**Text block**
------------------------------------------------------------

The Kan package started out as part of Anne Heyworth's thesis [Hey99], and was designed to compute induced actions of categories (see also [BH00]).

This version of Kan only provides functions for the computation of normal forms of representatives of double cosets of finitely presented groups, and is made available in support of the paper [BGHW06]. Existing methods for computing double cosets in GAP are described in [Lin91].

The package is loaded into GAP with the command

gap> LoadPackage( "kan" ); 

The package may be obtained as a compressed tar file kan-version.number.tar.gz by ftp from one of the following sites:

The package also has a GitHub repository at:

Some of the functions in the Automata package are used to compute word acceptors and regular expressions for the languages they accept.

The KBMag package is also used to compute a word acceptor of a group G when G has no finite rewriting system. If KBMag is not available (the user is not on a UNIX system, or the C-programs have not been compiled), the file will not be read, so methods for the functions detailed in section 2.4.1 will not be available.

Once the package is loaded, it is possible to check the installation is correct by running a test file of the manual examples with the following command. (The test file itself is tst/fulltest.tst or tst/parttest.tst, depending whether or not KBMag is available.)

------------------------------------------------------------

**Information provided**
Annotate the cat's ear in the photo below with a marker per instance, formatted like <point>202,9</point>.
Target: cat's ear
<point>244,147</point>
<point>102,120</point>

------------------------------------------------------------

**Directions for this task**
Reproduce the Kan package text word for word, from start to finish.

**Finished exercise**
The Kan package started out as part of Anne Heyworth's thesis [Hey99], and was designed to compute induced actions of categories (see also [BH00]).

This version of Kan only provides functions for the computation of normal forms of representatives of double cosets of finitely presented groups, and is made available in support of the paper [BGHW06]. Existing methods for computing double cosets in GAP are described in [Lin91].

The package is loaded into GAP with the command

gap> LoadPackage( "kan" ); 

The package may be obtained as a compressed tar file kan-version.number.tar.gz by ftp from one of the following sites:

The package also has a GitHub repository at:

Some of the functions in the Automata package are used to compute word acceptors and regular expressions for the languages they accept.

The KBMag package is also used to compute a word acceptor of a group G when G has no finite rewriting system. If KBMag is not available (the user is not on a UNIX system, or the C-programs have not been compiled), the file will not be read, so methods for the functions detailed in section 2.4.1 will not be available.

Once the package is loaded, it is possible to check the installation is correct by running a test file of the manual examples with the following command. (The test file itself is tst/fulltest.tst or tst/parttest.tst, depending whether or not KBMag is available.)